**TEXTAUSZUG**
_ _ _ _

3. Die 200er wurde von einem 300er Kenner programiert und spezielle Eigenheiten (nur 1 "Datenbaustein"...) ignoriert und/oder "kunstvoll"(in dem Fall via Offsets) nachgebaut. Da ist sowiso Handarbeit bei der Portierung angesagt.

Das Programm so einfach losgelöst von der Hardware und/oder dem Produktionsprozeß zu sehen und zu behandeln kann für mich nicht wirklich funktionieren.

Ich kenne Programme die von S5 nach S7 übersetzt wurden ... einfach grausam.

Oder ist das ein Projekt, nur das du ein Projekt hast? Sinn und Nutzen zweitrangig/künstlich hochgeschaukelt?
Anspruchsvoll wenn du es machst ist es auf jeden Fall.

Thomas


----------



## mariob (2 März 2011)

Hallo,
mach Dir doch mal den Spaß und nimm Dir mal das Systemhandbuch der 200 und das AWL Handbuch der "richtigen" S7 (ich kann die kleine 200 gut leiden), und vergleiche die Befehle, deren Syntax, Datenformate usw. Wenn Du C programmierst wundert mich das schon ein wenig das Du das noch nicht getan hast. Dann nimm Dir irgendein x beliebiges Beispiel von Siemens auf der Website und versuche mal mit Deinem Bioprozessor auf den Schultern umzusetzen. Und dann überlege Dir wie Du das in C machen willst. Ein schönes Projekt, aber nur mit wahrscheinlich riesigen Zeitaufwand zu realisieren und es wird immer Konstrukte geben wo Dir dann dieses Machwerk um die Ohren fliegt.
S5 nach S7 klappt auch nicht immer, ich kann Dir ja mal was zum Übersetzen geben, es ist das Teufelswerk eines französichen Studenten wie ich immer sage.

_ _ _ _

**UNBEARBEITETE DATENSÄTZE**
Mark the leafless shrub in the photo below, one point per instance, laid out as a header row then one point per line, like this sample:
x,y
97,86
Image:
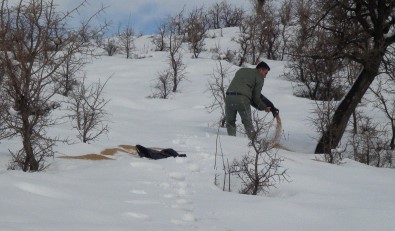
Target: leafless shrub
x,y
217,86
110,45
320,119
196,29
126,40
222,15
163,86
260,36
260,169
87,111
36,44
369,144
159,39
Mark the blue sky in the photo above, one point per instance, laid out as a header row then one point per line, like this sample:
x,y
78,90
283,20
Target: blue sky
x,y
143,15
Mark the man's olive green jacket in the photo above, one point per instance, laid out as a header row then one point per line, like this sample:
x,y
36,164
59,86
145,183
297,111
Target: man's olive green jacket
x,y
248,82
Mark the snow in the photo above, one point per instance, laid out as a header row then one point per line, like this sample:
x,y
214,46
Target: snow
x,y
132,193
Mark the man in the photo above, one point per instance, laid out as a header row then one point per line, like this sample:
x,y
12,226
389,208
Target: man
x,y
245,89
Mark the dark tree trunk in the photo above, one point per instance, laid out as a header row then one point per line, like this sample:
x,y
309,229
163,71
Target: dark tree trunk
x,y
332,136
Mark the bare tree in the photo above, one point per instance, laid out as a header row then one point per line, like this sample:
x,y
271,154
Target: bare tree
x,y
260,169
362,31
175,39
385,101
222,14
87,111
196,29
217,86
259,37
110,45
126,39
163,86
159,40
320,118
35,43
368,143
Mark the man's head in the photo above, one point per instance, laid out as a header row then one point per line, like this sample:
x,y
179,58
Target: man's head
x,y
263,69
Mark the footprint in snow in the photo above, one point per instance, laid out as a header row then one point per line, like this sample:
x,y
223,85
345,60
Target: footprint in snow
x,y
139,192
177,176
137,215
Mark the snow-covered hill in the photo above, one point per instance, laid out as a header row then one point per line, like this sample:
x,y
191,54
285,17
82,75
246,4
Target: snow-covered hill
x,y
132,193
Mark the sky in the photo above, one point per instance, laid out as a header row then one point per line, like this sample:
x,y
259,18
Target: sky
x,y
143,15
127,192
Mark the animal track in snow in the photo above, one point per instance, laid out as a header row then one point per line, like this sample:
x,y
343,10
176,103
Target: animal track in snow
x,y
140,192
137,215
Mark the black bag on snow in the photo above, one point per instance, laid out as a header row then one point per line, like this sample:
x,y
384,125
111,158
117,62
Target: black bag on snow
x,y
155,154
268,103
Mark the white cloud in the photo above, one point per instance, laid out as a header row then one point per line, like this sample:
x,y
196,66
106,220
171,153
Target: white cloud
x,y
145,14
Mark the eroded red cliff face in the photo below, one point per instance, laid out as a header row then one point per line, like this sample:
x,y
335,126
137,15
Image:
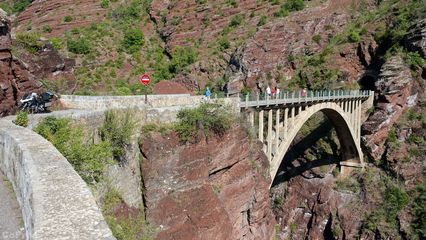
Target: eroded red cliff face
x,y
42,13
213,189
15,79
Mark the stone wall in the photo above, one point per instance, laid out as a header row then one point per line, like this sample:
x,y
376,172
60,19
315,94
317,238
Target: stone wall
x,y
108,102
55,201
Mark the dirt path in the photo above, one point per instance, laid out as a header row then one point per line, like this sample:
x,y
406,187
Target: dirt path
x,y
10,213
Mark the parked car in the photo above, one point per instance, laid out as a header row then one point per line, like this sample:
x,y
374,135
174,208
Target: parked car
x,y
35,103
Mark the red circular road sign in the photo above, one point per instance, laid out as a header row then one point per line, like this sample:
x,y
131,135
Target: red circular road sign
x,y
145,79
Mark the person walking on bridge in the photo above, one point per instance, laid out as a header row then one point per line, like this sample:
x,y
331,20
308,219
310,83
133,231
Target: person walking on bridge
x,y
208,93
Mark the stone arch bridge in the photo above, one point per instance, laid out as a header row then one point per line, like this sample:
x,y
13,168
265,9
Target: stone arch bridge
x,y
278,119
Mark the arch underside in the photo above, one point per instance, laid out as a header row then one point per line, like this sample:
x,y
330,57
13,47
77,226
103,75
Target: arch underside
x,y
344,124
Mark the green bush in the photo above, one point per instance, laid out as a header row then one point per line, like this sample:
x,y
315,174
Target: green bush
x,y
262,21
29,41
294,5
79,46
57,43
316,38
47,29
236,20
211,117
68,18
182,57
105,3
20,5
133,40
419,210
87,158
117,129
22,119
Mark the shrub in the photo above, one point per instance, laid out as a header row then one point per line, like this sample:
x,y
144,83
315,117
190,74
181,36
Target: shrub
x,y
419,210
316,38
262,21
29,41
57,43
22,119
105,3
133,40
79,46
68,18
211,117
395,200
88,159
182,57
47,29
294,5
223,43
117,129
20,5
232,3
236,20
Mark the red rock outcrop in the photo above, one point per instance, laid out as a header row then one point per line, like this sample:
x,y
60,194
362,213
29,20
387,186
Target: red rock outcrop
x,y
313,209
15,80
416,38
42,14
396,90
213,189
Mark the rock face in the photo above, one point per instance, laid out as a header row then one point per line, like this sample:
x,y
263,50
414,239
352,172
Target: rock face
x,y
42,14
416,38
314,210
396,90
15,80
213,189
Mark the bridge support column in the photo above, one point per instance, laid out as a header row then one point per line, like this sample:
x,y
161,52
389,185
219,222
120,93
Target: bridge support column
x,y
285,124
261,125
269,137
277,131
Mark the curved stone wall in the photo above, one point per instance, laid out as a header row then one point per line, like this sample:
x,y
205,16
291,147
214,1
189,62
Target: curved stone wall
x,y
55,202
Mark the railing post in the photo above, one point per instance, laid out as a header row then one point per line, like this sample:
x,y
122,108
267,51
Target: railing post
x,y
257,99
267,98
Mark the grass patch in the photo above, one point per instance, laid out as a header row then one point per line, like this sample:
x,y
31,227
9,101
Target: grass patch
x,y
118,129
22,119
87,158
208,117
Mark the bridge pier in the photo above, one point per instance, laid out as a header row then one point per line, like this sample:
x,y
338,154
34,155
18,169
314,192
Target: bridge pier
x,y
277,131
344,110
261,125
269,137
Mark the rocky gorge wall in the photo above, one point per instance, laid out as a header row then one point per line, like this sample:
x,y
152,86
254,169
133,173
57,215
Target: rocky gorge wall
x,y
216,188
15,79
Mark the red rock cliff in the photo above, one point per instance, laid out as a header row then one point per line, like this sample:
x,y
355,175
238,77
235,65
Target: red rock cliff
x,y
15,80
213,189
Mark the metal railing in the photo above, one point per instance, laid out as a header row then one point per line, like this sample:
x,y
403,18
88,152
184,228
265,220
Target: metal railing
x,y
299,97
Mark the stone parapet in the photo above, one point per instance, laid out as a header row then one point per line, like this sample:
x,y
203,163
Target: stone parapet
x,y
115,102
55,202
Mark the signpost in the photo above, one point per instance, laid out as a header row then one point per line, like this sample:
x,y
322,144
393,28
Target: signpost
x,y
145,79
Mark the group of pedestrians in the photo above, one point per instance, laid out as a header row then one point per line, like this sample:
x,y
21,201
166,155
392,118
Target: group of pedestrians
x,y
276,92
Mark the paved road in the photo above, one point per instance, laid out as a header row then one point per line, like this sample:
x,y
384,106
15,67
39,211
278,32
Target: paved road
x,y
10,213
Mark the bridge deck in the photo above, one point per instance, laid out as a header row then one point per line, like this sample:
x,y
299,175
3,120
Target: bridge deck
x,y
292,98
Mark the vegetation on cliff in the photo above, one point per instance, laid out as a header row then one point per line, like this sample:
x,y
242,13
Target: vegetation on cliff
x,y
89,157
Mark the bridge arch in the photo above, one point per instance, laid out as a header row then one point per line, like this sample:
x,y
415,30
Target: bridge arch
x,y
345,125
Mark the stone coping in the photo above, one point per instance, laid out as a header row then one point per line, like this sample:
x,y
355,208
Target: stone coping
x,y
55,202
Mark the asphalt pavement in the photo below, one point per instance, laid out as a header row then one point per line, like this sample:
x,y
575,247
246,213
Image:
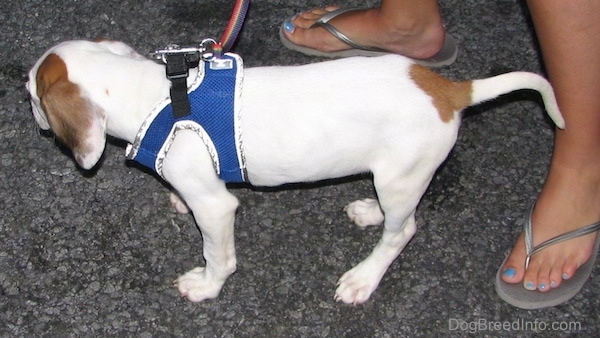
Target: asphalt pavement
x,y
94,254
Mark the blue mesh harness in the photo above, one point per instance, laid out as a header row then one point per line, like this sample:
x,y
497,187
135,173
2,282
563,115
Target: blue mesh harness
x,y
214,99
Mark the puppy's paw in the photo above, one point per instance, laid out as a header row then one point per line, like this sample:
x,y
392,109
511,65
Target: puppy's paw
x,y
196,286
365,212
178,204
356,286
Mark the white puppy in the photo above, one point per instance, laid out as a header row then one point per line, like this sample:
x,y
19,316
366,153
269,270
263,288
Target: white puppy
x,y
385,115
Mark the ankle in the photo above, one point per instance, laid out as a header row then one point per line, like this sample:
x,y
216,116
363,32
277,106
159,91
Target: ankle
x,y
410,36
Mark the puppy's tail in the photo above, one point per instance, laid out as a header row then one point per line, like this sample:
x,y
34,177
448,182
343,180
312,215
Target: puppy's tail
x,y
487,89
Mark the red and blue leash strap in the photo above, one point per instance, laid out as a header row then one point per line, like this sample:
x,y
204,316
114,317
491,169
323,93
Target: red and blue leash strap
x,y
233,27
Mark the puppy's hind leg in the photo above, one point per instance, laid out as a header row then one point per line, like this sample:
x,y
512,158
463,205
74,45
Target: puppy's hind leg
x,y
365,212
178,203
398,197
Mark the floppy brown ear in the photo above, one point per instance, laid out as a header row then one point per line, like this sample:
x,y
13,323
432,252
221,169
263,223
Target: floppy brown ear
x,y
74,119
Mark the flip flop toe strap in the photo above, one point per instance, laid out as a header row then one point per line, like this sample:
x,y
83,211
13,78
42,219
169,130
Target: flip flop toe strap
x,y
531,249
324,22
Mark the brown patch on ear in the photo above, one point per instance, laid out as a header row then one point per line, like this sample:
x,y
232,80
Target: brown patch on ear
x,y
448,96
70,115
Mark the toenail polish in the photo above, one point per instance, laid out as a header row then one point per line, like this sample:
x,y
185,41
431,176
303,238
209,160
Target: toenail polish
x,y
289,27
510,273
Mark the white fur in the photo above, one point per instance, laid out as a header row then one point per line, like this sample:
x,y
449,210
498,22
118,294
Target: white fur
x,y
303,123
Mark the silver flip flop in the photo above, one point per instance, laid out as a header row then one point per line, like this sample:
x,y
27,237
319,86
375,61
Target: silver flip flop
x,y
517,295
446,56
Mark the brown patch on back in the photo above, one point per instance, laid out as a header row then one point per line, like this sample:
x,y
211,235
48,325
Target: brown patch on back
x,y
68,113
448,96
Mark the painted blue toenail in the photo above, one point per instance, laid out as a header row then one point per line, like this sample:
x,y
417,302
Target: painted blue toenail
x,y
510,273
289,27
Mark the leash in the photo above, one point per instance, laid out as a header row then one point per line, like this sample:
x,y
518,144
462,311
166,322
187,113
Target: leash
x,y
180,59
234,26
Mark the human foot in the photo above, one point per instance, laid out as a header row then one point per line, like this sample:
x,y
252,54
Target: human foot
x,y
568,201
376,30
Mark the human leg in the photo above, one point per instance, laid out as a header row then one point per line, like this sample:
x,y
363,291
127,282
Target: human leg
x,y
569,35
410,28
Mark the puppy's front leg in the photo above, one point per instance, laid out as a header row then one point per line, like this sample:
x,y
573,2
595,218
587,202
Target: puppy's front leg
x,y
188,167
215,217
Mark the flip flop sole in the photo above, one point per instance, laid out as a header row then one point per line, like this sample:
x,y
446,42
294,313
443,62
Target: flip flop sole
x,y
445,57
517,295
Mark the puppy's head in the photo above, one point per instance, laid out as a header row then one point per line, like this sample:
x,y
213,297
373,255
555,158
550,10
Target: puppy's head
x,y
64,107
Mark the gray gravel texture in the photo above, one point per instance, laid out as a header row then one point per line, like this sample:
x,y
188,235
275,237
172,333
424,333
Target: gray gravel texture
x,y
94,254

_ _ _ _

Schreib den Textauszug von "Das Programm so" bis einschließlich "wurden ... einfach grausam." ab und setze dabei "Steuerung" an die Stelle von "Hardware".

Das Programm so einfach losgelöst von der Steuerung und/oder dem Produktionsprozeß zu sehen und zu behandeln kann für mich nicht wirklich funktionieren.

Ich kenne Programme die von S5 nach S7 übersetzt wurden ... einfach grausam.